- What is being asked -
Duplicate the lines of the listing below, starting from the line containing "Where can you spot the whisker" up to and including the line containing "Query: brown fur". Copy only those lines, changing nothing.

Extracted data entries
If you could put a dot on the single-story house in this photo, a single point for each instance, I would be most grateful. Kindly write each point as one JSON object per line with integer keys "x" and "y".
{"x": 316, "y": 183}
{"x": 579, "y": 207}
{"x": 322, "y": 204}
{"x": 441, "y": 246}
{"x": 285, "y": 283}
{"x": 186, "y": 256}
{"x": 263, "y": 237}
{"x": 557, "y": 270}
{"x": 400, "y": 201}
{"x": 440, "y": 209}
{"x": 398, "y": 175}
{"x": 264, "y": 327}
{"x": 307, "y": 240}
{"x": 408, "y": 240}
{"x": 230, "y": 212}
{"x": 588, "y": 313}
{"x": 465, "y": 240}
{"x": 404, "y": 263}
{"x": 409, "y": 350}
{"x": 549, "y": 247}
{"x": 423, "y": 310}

---

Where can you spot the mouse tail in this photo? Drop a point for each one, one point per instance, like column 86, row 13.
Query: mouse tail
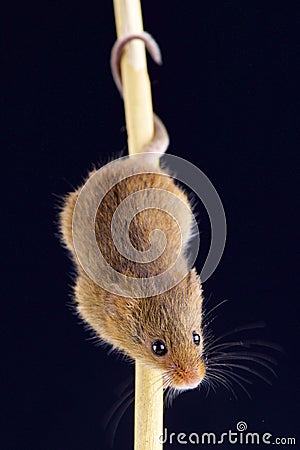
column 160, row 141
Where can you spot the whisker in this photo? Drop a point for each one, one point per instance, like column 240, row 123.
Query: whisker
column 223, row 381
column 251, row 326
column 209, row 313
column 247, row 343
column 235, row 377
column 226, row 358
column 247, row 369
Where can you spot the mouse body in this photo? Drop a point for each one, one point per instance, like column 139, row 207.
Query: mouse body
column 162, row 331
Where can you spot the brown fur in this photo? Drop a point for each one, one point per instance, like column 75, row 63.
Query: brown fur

- Task response -
Where can you spot the whisker in this photo? Drop a point for each one, one point per instance, like column 240, row 123.
Query: whisker
column 223, row 381
column 251, row 326
column 209, row 313
column 247, row 343
column 235, row 377
column 226, row 358
column 247, row 369
Where can you spot the mouse body in this photo? Drop a point for each one, one point per instance, like column 139, row 207.
Query: mouse body
column 162, row 331
Where can you spot the brown fur in this photo? Drop a point for each one, one point per instance, like column 75, row 63.
Query: brown fur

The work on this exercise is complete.